ИЗБРАННЫЙ ОТРЫВОК –
Время: 1680-е годы. Место: Херренхаузенский, курфюрстский дворец принцессы Софии в Ганновере. Ведутся отчаянные поиски, возглавляемые именитым вельможей Карлом Августом фон Альвенслебеном. Нет, дамы и кавалеры ганноверского двора ищут не потерянную сережку принцессы Софии. Цель их поисков гораздо прозаичнее: они пытаются найти два совершенно одинаковых листа. Откуда эта внезапная одержимость растениями, растущими в бесспорно великолепном парке в стиле барокко, самом символичном парке этого стиля в Европе? Ответ, заводящий нас в дебри философии Готфрида Вильгельма Лейбница, знакомит с одним из ее ключевых принципов, который фон Альвенслебен стремился опровергнуть самым грубым эмпирическим способом, какой только можно себе вообразить.
Следующая дата: 2 июня 1716 года. В письме английскому философу Сэмюэлю Кларку Лейбниц вспоминает эпизод в саду в связи со своим знаменитым принципом тождества неразличимых, или попросту «законом Лейбница»:
«Не бывает никаких двух неразличимых друг от друга отдельных вещей. Один из моих друзей, остроумный дворянин, беседуя со мной в присутствии Ее Высочества Принцессы Софии в Херренхаузенском парке, высказал мнение, что, быть может, он найдет два совершенно подобных листа. Принцесса оспаривала это, и он долгое время тщетно искал их»[151].
Тщетные поиски выдвигают на первый план метафизический принцип, распространяющийся на мельчайшие элементы природы, например зеленые листья или травинки. Если нет двух абсолютно одинаковых во всех отношениях сущностей, значит все они несут на себе печать уникальности и индивидуальности, в конечном счете восходя к мудрости Творца. Поскольку Бог ничего не делает случайным образом, а всегда по достаточной причине и в соответствии с установленными Им законами, для Него не было бы смысла помещать две совершенно одинаковые сущности в различные места. Каждая сущность и каждый уголок материального мира неповторимы и незаменимы. Этические последствия этой онтологической аксиомы очевидны: уничтожить лист, не говоря уже о целом растении, значит избавиться от чего-то, что никогда больше не вырастет в точно такой же форме. Хотя Лейбниц не станет раскрывать это следствие из своего основного принципа, можно с уверенностью сказать, что никогда еще метафизическая интуиция не была более благоприятной для этических рассуждений и практики, чем та, что касается тождества неразличимых.

(Записи набора данных)
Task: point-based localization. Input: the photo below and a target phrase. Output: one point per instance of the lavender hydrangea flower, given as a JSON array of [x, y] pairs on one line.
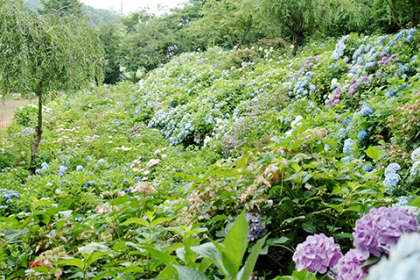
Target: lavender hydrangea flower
[[362, 135], [403, 262], [317, 254], [377, 231], [367, 167], [416, 154], [392, 180], [415, 168], [349, 146], [392, 169], [349, 267], [257, 226]]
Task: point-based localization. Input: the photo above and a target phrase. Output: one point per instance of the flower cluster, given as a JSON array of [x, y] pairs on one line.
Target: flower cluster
[[415, 156], [106, 208], [403, 262], [8, 195], [391, 177], [317, 254], [377, 231], [143, 188]]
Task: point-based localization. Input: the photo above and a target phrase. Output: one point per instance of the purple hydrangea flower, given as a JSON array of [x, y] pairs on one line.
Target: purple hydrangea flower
[[392, 169], [392, 180], [377, 231], [362, 135], [349, 267], [403, 261], [317, 254], [416, 154]]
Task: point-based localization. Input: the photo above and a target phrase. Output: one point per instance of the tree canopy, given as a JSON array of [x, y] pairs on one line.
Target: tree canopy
[[45, 55]]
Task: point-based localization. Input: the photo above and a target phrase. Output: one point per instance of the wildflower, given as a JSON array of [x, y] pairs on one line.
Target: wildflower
[[392, 180], [416, 154], [403, 261], [257, 226], [377, 231], [349, 267], [152, 162], [392, 168], [317, 254]]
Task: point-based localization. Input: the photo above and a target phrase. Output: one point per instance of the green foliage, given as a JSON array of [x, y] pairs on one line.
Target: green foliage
[[61, 7]]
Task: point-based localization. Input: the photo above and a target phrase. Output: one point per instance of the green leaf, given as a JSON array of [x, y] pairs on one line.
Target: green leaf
[[102, 275], [118, 246], [93, 258], [308, 226], [236, 244], [120, 200], [42, 217], [205, 263], [372, 152], [161, 220], [210, 251], [72, 262], [166, 273], [370, 261], [137, 221], [12, 233], [246, 271], [188, 273]]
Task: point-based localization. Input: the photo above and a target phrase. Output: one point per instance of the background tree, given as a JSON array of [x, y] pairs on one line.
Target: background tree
[[298, 17], [63, 7], [45, 55]]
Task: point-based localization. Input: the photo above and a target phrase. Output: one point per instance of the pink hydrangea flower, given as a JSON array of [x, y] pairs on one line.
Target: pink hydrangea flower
[[317, 254]]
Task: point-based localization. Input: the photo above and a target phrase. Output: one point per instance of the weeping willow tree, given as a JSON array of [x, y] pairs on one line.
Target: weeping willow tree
[[45, 55]]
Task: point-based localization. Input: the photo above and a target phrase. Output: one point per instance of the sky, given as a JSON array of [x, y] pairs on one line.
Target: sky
[[131, 5]]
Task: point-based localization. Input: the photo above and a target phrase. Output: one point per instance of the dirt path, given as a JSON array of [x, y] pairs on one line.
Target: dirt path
[[7, 108]]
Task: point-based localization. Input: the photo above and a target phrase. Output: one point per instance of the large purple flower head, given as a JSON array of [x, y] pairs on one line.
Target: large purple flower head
[[349, 267], [381, 228], [317, 254]]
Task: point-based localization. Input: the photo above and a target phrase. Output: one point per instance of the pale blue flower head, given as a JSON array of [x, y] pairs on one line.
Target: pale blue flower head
[[416, 154], [392, 168], [392, 180]]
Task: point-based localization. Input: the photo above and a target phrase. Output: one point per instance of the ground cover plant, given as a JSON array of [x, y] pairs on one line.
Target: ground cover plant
[[271, 168]]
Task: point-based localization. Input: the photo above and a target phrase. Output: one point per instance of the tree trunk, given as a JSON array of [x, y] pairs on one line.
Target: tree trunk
[[295, 43], [37, 136]]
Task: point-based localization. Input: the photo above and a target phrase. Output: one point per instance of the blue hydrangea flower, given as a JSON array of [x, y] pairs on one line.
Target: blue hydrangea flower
[[362, 135], [403, 261], [392, 180], [392, 92], [392, 169]]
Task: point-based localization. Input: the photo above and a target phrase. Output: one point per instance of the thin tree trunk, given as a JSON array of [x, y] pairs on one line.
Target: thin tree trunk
[[295, 43], [37, 135]]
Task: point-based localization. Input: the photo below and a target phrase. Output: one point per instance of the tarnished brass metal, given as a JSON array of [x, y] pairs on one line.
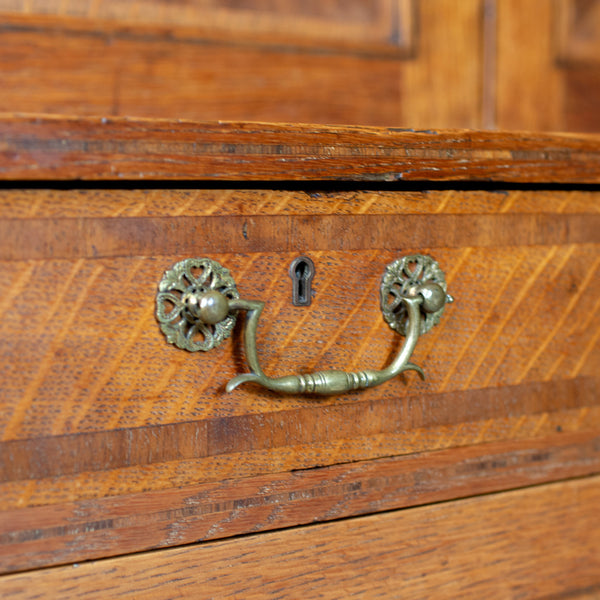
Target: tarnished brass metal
[[197, 303]]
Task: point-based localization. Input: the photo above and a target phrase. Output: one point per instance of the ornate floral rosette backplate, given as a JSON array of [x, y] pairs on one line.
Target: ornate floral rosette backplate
[[193, 277], [401, 279]]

УПРАЖНЕНИЯ –
1) Выпишите дословно часть отрывка о Лейбнице, которая начинается словами «Время: 1680-е годы.» и заканчивается словами «можно себе вообразить.».
2) Ответьте по отрывку о Лейбнице на вопросы:
(a) Кто возглавлял поиски в Херренхаузенском дворце?
(b) Кому Лейбниц написал письмо 2 июня 1716 года?
(c) Что пытались найти дамы и кавалеры ганноверского двора?
Эти записи взяты из другого источника.

ИТОГОВЫЕ ОТВЕТЫ –
1)
Время: 1680-е годы. Место: Херренхаузенский, курфюрстский дворец принцессы Софии в Ганновере. Ведутся отчаянные поиски, возглавляемые именитым вельможей Карлом Августом фон Альвенслебеном. Нет, дамы и кавалеры ганноверского двора ищут не потерянную сережку принцессы Софии. Цель их поисков гораздо прозаичнее: они пытаются найти два совершенно одинаковых листа. Откуда эта внезапная одержимость растениями, растущими в бесспорно великолепном парке в стиле барокко, самом символичном парке этого стиля в Европе? Ответ, заводящий нас в дебри философии Готфрида Вильгельма Лейбница, знакомит с одним из ее ключевых принципов, который фон Альвенслебен стремился опровергнуть самым грубым эмпирическим способом, какой только можно себе вообразить.

2)
(a) Карл Август фон Альвенслебен.
(b) Английскому философу Сэмюэлю Кларку.
(c) Два совершенно одинаковых листа.